Rewrite the entries with each "Marked at" swapped for "Pinned at", changing nothing else.

(Object location labeling data)
□ □ □

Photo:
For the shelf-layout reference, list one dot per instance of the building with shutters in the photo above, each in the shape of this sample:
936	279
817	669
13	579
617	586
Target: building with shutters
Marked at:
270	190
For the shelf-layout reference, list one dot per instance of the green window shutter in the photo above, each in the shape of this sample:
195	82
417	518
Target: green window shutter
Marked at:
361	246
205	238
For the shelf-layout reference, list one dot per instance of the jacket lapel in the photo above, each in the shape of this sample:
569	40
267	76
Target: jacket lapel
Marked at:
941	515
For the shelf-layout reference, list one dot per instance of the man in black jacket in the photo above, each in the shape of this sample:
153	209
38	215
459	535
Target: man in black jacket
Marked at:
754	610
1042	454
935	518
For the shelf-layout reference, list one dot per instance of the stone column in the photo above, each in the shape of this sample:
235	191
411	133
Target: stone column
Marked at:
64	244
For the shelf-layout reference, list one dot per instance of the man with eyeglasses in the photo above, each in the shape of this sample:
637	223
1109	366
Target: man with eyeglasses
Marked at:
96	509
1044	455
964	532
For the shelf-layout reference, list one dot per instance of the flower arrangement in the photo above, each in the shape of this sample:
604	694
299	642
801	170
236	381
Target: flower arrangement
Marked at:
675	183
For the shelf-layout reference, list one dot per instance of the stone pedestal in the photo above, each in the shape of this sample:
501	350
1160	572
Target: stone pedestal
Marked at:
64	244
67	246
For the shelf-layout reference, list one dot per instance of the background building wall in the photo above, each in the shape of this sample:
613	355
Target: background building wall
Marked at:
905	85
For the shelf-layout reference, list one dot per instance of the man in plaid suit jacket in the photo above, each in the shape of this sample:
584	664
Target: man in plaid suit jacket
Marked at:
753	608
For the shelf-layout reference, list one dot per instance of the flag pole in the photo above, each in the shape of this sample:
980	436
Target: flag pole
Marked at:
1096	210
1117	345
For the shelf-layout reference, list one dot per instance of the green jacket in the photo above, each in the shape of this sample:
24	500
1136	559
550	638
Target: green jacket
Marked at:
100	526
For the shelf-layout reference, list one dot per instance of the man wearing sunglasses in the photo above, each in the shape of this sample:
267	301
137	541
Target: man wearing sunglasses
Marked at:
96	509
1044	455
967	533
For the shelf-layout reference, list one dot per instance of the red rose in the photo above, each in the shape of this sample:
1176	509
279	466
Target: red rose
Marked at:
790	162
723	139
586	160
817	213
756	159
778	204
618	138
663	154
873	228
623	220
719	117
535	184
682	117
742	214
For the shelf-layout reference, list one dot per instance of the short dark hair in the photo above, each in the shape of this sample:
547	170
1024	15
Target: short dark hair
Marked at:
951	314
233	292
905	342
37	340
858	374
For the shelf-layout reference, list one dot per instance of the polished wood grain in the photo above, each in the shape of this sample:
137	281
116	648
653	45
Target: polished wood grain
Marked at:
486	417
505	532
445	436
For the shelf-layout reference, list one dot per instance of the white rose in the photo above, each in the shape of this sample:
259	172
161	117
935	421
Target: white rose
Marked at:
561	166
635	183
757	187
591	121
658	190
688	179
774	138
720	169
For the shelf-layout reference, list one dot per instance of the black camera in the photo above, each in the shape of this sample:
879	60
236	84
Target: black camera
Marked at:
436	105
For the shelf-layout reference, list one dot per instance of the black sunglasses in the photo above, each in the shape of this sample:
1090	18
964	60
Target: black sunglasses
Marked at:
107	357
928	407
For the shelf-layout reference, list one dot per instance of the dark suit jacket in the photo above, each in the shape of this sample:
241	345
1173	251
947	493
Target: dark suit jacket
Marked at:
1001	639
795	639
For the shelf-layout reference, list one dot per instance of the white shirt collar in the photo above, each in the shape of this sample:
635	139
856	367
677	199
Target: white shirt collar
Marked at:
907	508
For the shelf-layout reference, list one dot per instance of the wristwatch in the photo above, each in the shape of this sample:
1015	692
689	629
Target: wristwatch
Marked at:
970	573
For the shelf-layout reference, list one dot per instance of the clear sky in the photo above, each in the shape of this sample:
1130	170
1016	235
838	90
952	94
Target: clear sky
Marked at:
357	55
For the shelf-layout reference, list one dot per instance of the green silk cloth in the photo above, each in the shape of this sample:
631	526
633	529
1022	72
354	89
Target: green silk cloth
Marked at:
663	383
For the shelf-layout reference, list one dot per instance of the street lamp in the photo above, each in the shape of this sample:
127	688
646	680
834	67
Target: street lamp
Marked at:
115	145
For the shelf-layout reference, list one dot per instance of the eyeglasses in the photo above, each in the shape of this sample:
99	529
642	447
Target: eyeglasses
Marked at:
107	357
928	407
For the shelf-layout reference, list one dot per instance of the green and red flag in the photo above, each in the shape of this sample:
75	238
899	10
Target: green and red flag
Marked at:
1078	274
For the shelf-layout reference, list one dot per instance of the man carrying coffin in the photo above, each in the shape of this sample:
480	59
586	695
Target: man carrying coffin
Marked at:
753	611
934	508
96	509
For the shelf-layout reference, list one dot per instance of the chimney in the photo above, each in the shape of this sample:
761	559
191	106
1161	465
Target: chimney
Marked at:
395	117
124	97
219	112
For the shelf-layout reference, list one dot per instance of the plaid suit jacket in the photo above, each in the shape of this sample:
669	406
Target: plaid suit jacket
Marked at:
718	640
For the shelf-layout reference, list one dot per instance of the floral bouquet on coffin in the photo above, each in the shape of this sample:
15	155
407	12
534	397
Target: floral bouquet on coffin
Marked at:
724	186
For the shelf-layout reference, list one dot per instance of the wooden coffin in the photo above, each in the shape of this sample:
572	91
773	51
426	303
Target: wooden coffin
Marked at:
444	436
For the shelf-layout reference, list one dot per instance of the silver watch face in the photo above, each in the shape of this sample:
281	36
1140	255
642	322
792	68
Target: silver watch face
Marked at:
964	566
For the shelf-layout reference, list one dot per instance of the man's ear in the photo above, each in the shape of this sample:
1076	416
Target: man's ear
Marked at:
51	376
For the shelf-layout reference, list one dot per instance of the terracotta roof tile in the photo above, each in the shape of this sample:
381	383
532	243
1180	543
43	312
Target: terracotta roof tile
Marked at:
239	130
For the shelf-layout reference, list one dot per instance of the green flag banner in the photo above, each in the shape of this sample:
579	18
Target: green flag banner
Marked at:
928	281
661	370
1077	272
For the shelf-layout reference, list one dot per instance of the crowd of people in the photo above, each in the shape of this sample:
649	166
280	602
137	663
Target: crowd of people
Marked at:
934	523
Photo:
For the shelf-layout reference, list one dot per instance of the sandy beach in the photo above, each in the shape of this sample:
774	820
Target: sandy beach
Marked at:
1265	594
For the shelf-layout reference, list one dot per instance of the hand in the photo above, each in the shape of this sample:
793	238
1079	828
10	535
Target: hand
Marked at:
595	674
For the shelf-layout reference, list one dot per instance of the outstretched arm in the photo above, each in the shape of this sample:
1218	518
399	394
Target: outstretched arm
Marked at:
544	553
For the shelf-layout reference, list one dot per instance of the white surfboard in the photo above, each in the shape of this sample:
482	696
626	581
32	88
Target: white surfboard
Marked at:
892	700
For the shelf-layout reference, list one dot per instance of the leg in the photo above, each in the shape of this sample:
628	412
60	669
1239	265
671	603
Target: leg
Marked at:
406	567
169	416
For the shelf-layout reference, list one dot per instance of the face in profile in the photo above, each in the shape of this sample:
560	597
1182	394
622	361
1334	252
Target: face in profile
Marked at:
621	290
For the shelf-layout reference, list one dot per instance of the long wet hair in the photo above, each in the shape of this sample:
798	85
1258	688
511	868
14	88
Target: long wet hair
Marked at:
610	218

□ □ □

__Solution for this task__:
Photo:
For the shelf-layout reference, list one dot per instance of the building with shutters in the photo above, each in the shape of this sample:
936	279
817	669
13	579
617	586
Target: building with shutters
Pinned at:
270	190
For the shelf-layout reference, list one dot per instance of the green window shutter in the photo above, each in the shape of this sample:
195	82
417	518
Target: green window shutter
Pinned at:
361	246
205	238
For the shelf-layout reference, list one dot per instance of the jacket lapel in the photo above, each in the shape of this sample:
569	40
267	76
Target: jacket lapel
Pinned at:
941	515
For the shelf-layout reference, list one dot per instance of the man in black jacket in the photo above, each in the shape of this sample:
153	209
38	215
459	535
Target: man in black jacket
Pinned at:
754	610
1042	454
935	518
For the shelf-layout reference, list one dot per instance of the stone column in the photo above, each in the shape of this sample:
235	191
411	133
Target: stone column
Pinned at:
64	244
For the shelf-layout reference, list one dot per instance of the man with eyeglasses in the photo above, each in the shape of this sample:
637	223
1109	366
Target: man with eyeglasses
Pinned at:
96	509
1044	455
964	532
For the shelf-layout reference, list one dot per instance of the flower arrangement in the photo above, each in the shape of this sample:
604	694
299	642
801	170
236	381
Target: flower arrangement
Pinned at:
675	183
For the shelf-layout reference, list one dot per instance of the stone pedestal in the photo above, each in the shape of this sample:
501	350
1160	572
Target: stone pedestal
Pinned at:
64	244
67	246
For the shelf-layout reference, list one dot per instance of the background building wall in the photo above, each in the shape of this sample:
613	355
Target: background building wall
Pinned at:
905	85
For the shelf-layout reference, list one dot per instance of the man in plaid suit jacket in the photo above, each in the shape of this sample:
584	664
Target: man in plaid suit jacket
Pinned at:
753	608
For the shelf-layout reference, list one dot per instance of the flag pole in the photo above, each in the shape of this sample:
980	436
Target: flag pole
Pinned at:
1096	210
1117	345
For the shelf-layout reference, list one dot per instance of the green jacket in the photo above, each in the shape of this sample:
24	500
1136	559
550	638
Target: green jacket
Pinned at:
100	526
For the shelf-layout reference, list one dot per instance of the man wearing sunglasses in the photo above, each in the shape of this sample:
267	301
137	541
Target: man wearing sunglasses
Pinned at:
96	509
1044	455
967	533
For the shelf-layout reference, list one dot per instance of the red rose in the photo above, each in the shape of this sample:
1176	509
279	466
Target: red rose
Pinned at:
790	162
723	139
586	160
817	213
756	159
778	204
618	138
663	154
873	228
623	220
719	117
535	184
682	117
742	214
For the shelf-layout reference, list one dot per instance of the short dark hair in the photo above, each in the shape of this sample:
547	170
1024	15
Target: short dark hair
Pinned at:
951	314
233	292
905	342
37	340
858	374
For the shelf-layout reference, list one dot per instance of the polished wood grain in the photo above, each in the shape of this sample:
137	281
116	648
653	45
Target: polished wood grain
Pinned at:
486	417
505	532
445	436
For the shelf-layout reference, list one dot per instance of the white rose in the photo above, each in the shape of this sample:
259	172
161	117
935	421
Target: white rose
Pinned at:
561	166
635	183
757	187
591	121
658	190
688	179
774	138
720	169
For the shelf-layout reference, list one dot per instance of the black camera in the photo above, each in the shape of this sample:
879	60
236	84
Target: black camera
Pinned at:
436	105
For the shelf-layout reference, list one dot per instance of the black sunglasses in the photo above, each in the shape of this sample:
1090	18
964	60
Target: black sunglasses
Pinned at:
107	357
928	407
For the shelf-layout reference, list one dot per instance of the dark suit jacket in the photo above, each in the shape of this sample:
241	345
1173	251
947	493
Target: dark suit jacket
Pinned at:
1001	639
795	639
For the shelf-layout reference, list one dot per instance of the white shirt collar in the photo above, each in the shape of this sample:
635	139
856	367
677	199
Target: white shirt collar
Pinned at:
907	508
For the shelf-layout reference, list one dot per instance of the wristwatch in the photo above, each in the shape of this sample:
1015	692
689	629
Target: wristwatch
Pinned at:
970	573
For the shelf-layout reference, list one dot per instance of the clear sky in the photo above, each in the shape of this sample:
1130	170
1016	235
838	90
952	94
Target: clear sky
Pinned at:
357	55
For the shelf-layout reference, list one dot per instance of the green silk cloth in the photo above, each in the shape of this sample:
631	526
633	529
1022	72
354	89
Target: green silk cloth
Pinned at:
663	383
For the shelf-layout reference, list one dot per instance of the street lamp in the photo above, each in the shape of this sample:
127	688
646	680
834	67
Target: street lamp
Pinned at:
115	145
For the shelf-layout reference, list one dot per instance of the eyeglasses in the photo above, each in the shape of this sample:
99	529
642	447
Target: eyeglasses
Pinned at:
107	357
928	407
For the shelf-layout reference, list one dot per instance of the green and red flag in the photo above, each in the shape of this sample:
75	238
899	10
Target: green and red flag
Pinned at:
1078	274
For the shelf-layout reference, list one dot per instance of the man carrying coffin in the photo above, each in the shape of this sample:
480	59
586	695
Target: man carrying coffin
Pinned at:
753	611
934	508
96	509
For the shelf-layout reference, list one dot per instance of the chimney in the photo above, each in the shape of this sample:
761	559
191	106
1161	465
Target: chimney
Pinned at:
395	117
124	97
219	112
For the shelf-layout reference, list one dot per instance of the plaid suit jacket in the photo above, each in the shape of this sample:
669	406
Target: plaid suit jacket
Pinned at:
718	640
For the shelf-layout reference, list one dot per instance of the floral bouquet on coffin in the photo above, each in the shape of this sample:
15	155
407	12
534	397
Target: floral bouquet on coffin
Pinned at:
724	186
For the shelf-layout reference, list one dot per instance of the wooden coffin in the photo above, each in the shape of this sample:
572	91
773	51
426	303
Target: wooden coffin
Pinned at:
444	436
For the shelf-layout reference, list one dot per instance of the silver watch face in the photo above, each in the shape of this sample:
281	36
1140	255
642	322
792	68
Target: silver watch face
Pinned at:
964	566
For the shelf-layout reference, list one dot per instance of the man's ear in the photo above, each in the shape of this sample:
1076	416
Target: man's ear
Pinned at:
51	376
For the shelf-layout reference, list one dot per instance of the terracotta roof tile in the photo above, each in the shape of this sample:
381	383
532	243
1180	543
43	312
Target: terracotta roof tile
Pinned at:
239	130
For the shelf-layout reference, list one dot per instance of the green flag banner in the photo above, each in the shape of this sample:
579	18
Target: green flag banner
Pinned at:
928	281
661	370
1077	272
For the shelf-layout reference, list one dot per instance of the crowd of people in the photo above, each in the shape of this sample:
649	166
280	602
137	663
Target: crowd of people
Pinned at:
934	523
Photo:
For the shelf-layout reference, list one dot per instance of the sandy beach in the photo above, each in the shape of this sample:
774	820
Target: sandy beach
Pinned at:
1265	594
For the shelf-layout reference, list one dot per instance of the hand in the photo above, each in the shape of this sample:
793	238
1079	828
10	535
Target: hand
Pinned at:
595	674
For the shelf-layout reference, list one dot per instance of the outstretched arm in the photo above, each in the shape of this sample:
1218	518
399	394
Target: outstretched arm
Pinned at:
544	553
For the shelf-layout reference, list one dot per instance of the white surfboard in the photo above, each in the shape of this sample:
482	696
626	581
32	88
Target: white surfboard
Pinned at:
892	700
For the shelf-layout reference, list one dot per instance of the leg in the photo above, each in the shape of this sample:
628	412
60	669
1239	265
671	603
Target: leg
Pinned at:
406	567
169	416
For the shelf-layout reference, list one dot per instance of the face in profile in the photo above, each in the shape of this sample:
560	597
1182	394
622	361
1334	252
Target: face in profile
Pinned at:
621	290
For the shelf-layout reference, list one dot per instance of the long wet hair in the photo above, each in the shape of this sample:
798	85
1258	688
511	868
14	88
Target: long wet hair
Pinned at:
610	218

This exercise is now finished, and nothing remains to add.